**Short problem:** Change every "locate helper" in the records below to "pointing tool" and reproduce them with nothing else altered. Leave out the pictures.

**Material for the task:**
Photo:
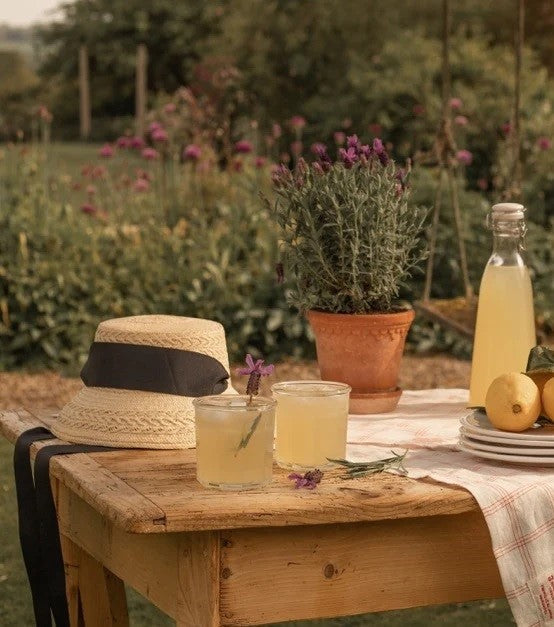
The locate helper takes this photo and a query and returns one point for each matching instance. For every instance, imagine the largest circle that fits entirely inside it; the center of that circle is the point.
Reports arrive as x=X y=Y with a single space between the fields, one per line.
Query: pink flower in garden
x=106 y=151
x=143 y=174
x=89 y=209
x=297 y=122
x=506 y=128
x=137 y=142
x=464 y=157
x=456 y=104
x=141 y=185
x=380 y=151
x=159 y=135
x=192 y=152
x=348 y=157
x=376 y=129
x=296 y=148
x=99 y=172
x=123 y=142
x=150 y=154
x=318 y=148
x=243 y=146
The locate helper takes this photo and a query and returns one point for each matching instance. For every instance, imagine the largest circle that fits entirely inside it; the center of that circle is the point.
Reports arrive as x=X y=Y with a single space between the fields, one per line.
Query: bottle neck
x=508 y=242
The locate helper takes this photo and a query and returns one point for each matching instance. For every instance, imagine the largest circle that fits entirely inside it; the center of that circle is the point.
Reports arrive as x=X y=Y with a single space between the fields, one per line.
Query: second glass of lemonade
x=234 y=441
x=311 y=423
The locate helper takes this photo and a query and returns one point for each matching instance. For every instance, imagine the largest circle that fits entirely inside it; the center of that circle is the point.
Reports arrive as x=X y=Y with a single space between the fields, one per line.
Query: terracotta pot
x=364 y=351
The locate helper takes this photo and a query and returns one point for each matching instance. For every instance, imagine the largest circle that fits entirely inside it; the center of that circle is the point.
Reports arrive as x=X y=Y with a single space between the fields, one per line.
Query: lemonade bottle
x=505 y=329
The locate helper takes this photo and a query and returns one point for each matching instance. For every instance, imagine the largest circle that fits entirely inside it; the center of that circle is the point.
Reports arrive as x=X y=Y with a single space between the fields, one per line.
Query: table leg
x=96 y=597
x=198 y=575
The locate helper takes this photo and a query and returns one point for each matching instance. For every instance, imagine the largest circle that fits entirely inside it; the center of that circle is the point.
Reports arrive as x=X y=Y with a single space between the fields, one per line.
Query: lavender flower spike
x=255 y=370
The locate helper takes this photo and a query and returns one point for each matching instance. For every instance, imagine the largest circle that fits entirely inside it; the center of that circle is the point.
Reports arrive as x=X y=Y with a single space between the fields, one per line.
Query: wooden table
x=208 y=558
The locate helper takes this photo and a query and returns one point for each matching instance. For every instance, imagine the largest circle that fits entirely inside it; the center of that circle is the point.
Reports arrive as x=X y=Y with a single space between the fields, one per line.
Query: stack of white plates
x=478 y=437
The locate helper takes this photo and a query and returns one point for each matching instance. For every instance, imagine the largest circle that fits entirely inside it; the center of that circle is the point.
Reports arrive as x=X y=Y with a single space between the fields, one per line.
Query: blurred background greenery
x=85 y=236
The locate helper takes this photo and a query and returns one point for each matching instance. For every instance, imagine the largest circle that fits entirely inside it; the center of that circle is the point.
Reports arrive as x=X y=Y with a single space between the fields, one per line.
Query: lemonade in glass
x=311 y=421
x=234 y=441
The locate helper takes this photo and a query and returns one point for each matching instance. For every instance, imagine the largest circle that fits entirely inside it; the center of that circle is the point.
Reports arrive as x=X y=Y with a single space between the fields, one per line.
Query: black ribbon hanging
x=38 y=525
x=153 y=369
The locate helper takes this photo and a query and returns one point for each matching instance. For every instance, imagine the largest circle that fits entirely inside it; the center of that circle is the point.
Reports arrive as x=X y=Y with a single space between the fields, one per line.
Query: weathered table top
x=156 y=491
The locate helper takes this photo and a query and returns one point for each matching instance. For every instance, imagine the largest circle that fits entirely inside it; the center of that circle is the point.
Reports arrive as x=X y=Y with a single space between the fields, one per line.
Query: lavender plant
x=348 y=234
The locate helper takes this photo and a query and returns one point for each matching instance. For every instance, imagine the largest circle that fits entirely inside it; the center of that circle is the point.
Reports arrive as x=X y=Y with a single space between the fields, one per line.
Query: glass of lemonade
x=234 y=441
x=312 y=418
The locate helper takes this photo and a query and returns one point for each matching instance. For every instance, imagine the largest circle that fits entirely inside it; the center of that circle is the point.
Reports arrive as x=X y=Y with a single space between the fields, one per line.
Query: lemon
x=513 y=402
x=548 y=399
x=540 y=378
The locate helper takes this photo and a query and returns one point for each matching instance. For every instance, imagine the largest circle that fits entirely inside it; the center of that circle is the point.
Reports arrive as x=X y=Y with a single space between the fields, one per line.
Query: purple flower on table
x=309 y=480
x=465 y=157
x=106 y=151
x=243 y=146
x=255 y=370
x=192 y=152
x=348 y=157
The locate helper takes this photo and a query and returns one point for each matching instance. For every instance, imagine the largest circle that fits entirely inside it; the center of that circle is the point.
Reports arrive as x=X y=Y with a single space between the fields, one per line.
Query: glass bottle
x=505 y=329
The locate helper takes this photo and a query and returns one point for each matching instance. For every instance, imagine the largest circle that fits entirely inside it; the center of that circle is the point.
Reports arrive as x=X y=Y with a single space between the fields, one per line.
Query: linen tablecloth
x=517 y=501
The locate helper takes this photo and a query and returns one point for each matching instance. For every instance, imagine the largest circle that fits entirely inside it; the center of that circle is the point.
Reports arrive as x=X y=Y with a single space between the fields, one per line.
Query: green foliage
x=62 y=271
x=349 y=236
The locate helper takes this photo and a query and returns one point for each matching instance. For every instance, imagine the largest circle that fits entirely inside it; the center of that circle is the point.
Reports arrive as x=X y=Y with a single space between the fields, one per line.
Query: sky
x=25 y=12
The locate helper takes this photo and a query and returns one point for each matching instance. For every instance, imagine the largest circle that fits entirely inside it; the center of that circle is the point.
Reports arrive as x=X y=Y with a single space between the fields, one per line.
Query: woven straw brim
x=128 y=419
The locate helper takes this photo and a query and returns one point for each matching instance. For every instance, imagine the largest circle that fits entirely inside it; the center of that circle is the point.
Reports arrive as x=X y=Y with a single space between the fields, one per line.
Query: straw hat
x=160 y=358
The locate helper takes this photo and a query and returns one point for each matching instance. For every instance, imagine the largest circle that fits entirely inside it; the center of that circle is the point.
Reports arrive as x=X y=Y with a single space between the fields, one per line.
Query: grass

**Result below:**
Photo:
The pointing tool takes this photo and a query and returns one point for each matching instance. For every instance, imagine the largest circle that fits entirely inside it; the center of that circle is the point.
Reports arrive as x=X y=Y with a single space between the fields, one per line.
Query: pink flower in garden
x=106 y=151
x=143 y=174
x=89 y=209
x=297 y=122
x=506 y=128
x=137 y=142
x=464 y=157
x=456 y=104
x=141 y=185
x=380 y=151
x=159 y=135
x=192 y=152
x=348 y=157
x=376 y=129
x=296 y=148
x=99 y=172
x=123 y=142
x=150 y=154
x=318 y=148
x=243 y=146
The pointing tool takes this photo and a query and returns one point for each matching instance. For every instance, imagine the largest circle that fits entirely inside it; the center of that circle is the point.
Reports arrive as x=X y=Y with a single space between the fields, one per line.
Query: bottle neck
x=508 y=242
The pointing tool takes this photo and a query and returns one point for each matching instance. For every instance, imagine the largest circle that fits entirely inside it; the center of that circle is the point.
Reports arrive as x=X y=Y with a single space between the fields, one per line.
Query: second glass of lemonade
x=234 y=441
x=311 y=423
The pointing tool takes this photo and a query and returns one point for each matching instance. For every instance, imagine the largest circle that fits entirely inside it; the center of that circle is the point.
Reports arrive as x=X y=Y with a single space between the fields, one per line.
Query: terracotta pot
x=364 y=351
The pointing tool takes this photo and a query and returns one point for each matching instance. For every instance, imagine the largest circle that fits entirely inside it; the center of that circle is the point.
Reports arrive as x=X y=Y with a single space between the fields, one per line.
Query: lemonade bottle
x=505 y=329
The pointing tool takes this photo and a query and returns one point for each matching instance. For every instance, imagine the largest circle that fits entirely inside it; the center of that circle is the point.
Reports arrive as x=X y=Y with a single space between the fields, one per line.
Query: table leg
x=96 y=597
x=198 y=575
The pointing tool takes this photo and a query and returns one point for each matching instance. For every instance, imagine the largest circle that fits entirely inside it; the center of that circle is the point.
Reports arrive as x=X y=Y with a single space between the fields, one per line.
Query: lavender flower spike
x=255 y=370
The pointing tool takes this photo and a query and returns one point for each matching instance. For every instance, imagine the largest circle that fits entirely inside it; the center of that circle is the point.
Reports arrive as x=X y=Y with a single space between the fields, one per line.
Query: wooden table
x=208 y=558
The pointing tool takes this photo and a query and returns one point for each matching instance. For every instance, imagine the largest circle that fits entirely inside it; the center of that circle is the point.
Reports arrive as x=X y=Y with a single space between the fields, one per line.
Query: stack of white plates
x=478 y=437
The pointing tool takes this photo and a query and returns one point for each matching instance. For every instance, imagine the largest circle that fits entirely inside it; the center of that circle is the point.
Reports arrive as x=X y=Y with a single space between the fields, one per line.
Query: blurred background greenery
x=85 y=236
The pointing tool takes this photo and a query and returns one point for each matching instance. For every instance, imagine the largest circle that fits entirely inside it; the center of that circle is the point.
Reports arrive as x=X y=Y with a single space between the fields, one per line.
Query: lemonade in glass
x=311 y=421
x=234 y=441
The pointing tool takes this photo and a query and returns one point for each matching instance. For every instance, imagine the largest circle that fits entirely inside it; the center of that circle is the point.
Reports arrive as x=X y=Y with a single space between the fields, one per line.
Query: black ribbon hanging
x=38 y=525
x=153 y=369
The pointing tool takes this photo and a query and returns one point for each matching instance. For every instance, imagine the largest circle that fits entirely inside it; the center of that circle is the point.
Reports arrive as x=X y=Y with a single space between the fields, one per line.
Query: weathered table top
x=156 y=491
The pointing tool takes this photo and a query and returns one point for each matching instance. For every instance, imagine the largest circle that fits entirely inside it; the center of that circle is the point.
Reports arrive as x=X y=Y with a single space between the fields, one per line.
Query: lavender plant
x=348 y=234
The pointing tool takes this photo and a query and returns one point for each matching instance. For every instance, imagine the largest circle that fits entirely inside it; the center of that circle is the point.
Reports arrive as x=X y=Y with a single space between the fields, one per line.
Query: glass of lemonade
x=234 y=441
x=312 y=418
The pointing tool takes this photo and a query and returns one point for each matching instance. For every instance, imagine the largest circle that fits entirely inside it; the center of that circle is the point.
Reports arrive as x=X y=Y with a single space between the fields, one per line.
Query: lemon
x=513 y=402
x=548 y=399
x=540 y=378
The pointing tool takes this photo and a query and returns one point for each matching instance. For every instance, imagine the largest circle that fits entirely inside it; the center of that circle is the point.
Reports arrive as x=X y=Y with a single space between the fields, one per line.
Query: purple flower on table
x=309 y=480
x=465 y=157
x=106 y=151
x=243 y=146
x=255 y=370
x=192 y=152
x=348 y=157
The pointing tool takes this photo and a query and returns one point for each matching instance. For every instance, imagine the largest circle that fits entirely inside it; the center of that circle is the point.
Reports arrive as x=X y=Y with a single space between the fields, one per line.
Query: glass bottle
x=505 y=329
The pointing tool takes this photo and a query and returns one point for each matching instance. For every instance, imagine the largest circle that fits entirely inside it; the center of that circle is the point.
Reports arrive as x=X y=Y with a single space between the fields, one per line.
Query: linen tablecloth
x=517 y=501
The pointing tool takes this photo and a query and returns one point for each matching instance. For every instance, imagine the largest circle that fits entirely inside it; the center of that circle is the point.
Reports arrive as x=X y=Y with a single space between the fields, one per line.
Query: green foliage
x=62 y=271
x=349 y=236
The pointing tool takes this photo and a query and returns one point for each matching instance. For every instance, imagine the largest circle that fits entirely inside it; the center of that circle is the point.
Reports arrive as x=X y=Y with a single space between the fields, one per line.
Query: sky
x=25 y=12
The pointing tool takes this photo and a query and returns one point for each matching instance. For every instance, imagine the largest circle that fits entirely inside it; the center of that circle is the point.
Reports arrive as x=X y=Y with a single space between the fields, one per line.
Query: woven straw brim
x=128 y=419
The pointing tool takes this photo and a query and returns one point for each matching instance. For every instance, imagine the largest circle that fits entirely inside it; the center of that circle is the point.
Reports arrive as x=X y=Y with a single space between the fields, one per line.
Query: straw hat
x=160 y=358
The pointing tool takes this photo and a query and returns one point for each matching instance. For every instance, imagine the largest circle that fits entirely inside it; the center of that circle is the point.
Reports arrive as x=X y=Y with a single space between the fields, one per line.
Query: grass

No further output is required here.